··· SOURCE EXCERPT ···

Saturday, January 29, 2011

They harder they push, the harder we push back

"The surveillance state is now entrenched," writes Michael Edwards. "Free speech is set to be eradicated; and the Internet kill switch has been placed in the White House, while it has been calmly announced that world is indeed run by 'Globocrats,'  but not a conspiracy.  And yet we are aware of it en masse.  The alternative media, talk radio, lone activists, card-carrying organization members, and Facebook virtual activists are all something new for the managers of society to deal with.  This certainly has not been present in past closed totalitarian systems. 

"The dialogue is becoming heated to a point where the elite controllers seem to be worried about what they might have overlooked in their desire to predict and control mass populations.  So much so that they have engaged us, seemingly looking for a truce . . . or perhaps a bait and switch.  They have been pushed to the limit of revealing their structure and many of their actions because of free humanity's mass awakening.  They now want to have a role within our human world; a place where they feel that they very well could be excluded.  The new world being born through climatic and technological change is one that very well could be total chaos.  In such a world, the all-encompassing State has no role; the individual regains control over their own actions and solutions to the problems which lie ahead.  The worldwide protests taking place are a clear sign that individuals are feeling powerful even in the face of increasing threats.  Each form of resistance is communicated on a global scale, and serves as an example to others, building into a powerful force of solidarity.  The more oppressive the response by governments, the nearer to victory we are." (emphasis added)

··· RECORDS PROVIDED ···

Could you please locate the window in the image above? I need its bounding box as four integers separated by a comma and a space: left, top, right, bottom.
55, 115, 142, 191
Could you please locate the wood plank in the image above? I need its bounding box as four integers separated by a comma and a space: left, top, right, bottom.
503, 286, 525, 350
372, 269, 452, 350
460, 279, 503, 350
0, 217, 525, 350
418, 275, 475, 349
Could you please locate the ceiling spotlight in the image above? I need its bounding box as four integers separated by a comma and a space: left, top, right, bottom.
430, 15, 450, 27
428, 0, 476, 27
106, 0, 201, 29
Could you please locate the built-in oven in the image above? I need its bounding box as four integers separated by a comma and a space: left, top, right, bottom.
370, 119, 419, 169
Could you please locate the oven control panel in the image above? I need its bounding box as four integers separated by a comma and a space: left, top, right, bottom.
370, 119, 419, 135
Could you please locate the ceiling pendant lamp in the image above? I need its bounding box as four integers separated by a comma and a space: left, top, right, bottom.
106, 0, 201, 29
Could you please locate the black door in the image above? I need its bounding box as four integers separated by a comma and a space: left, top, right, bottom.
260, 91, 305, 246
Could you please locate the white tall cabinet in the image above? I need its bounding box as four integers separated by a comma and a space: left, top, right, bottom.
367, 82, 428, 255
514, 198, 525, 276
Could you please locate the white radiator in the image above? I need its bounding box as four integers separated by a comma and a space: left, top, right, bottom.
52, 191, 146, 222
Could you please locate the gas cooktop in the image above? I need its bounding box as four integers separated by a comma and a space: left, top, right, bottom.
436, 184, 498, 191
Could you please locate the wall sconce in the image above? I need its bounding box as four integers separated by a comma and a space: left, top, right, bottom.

···

[PROBLEM REQUIREMENTS]: Based on the blog post quoting Michael Edwards, state where the Internet kill switch has been placed.

[OUTPUT]: In the White House.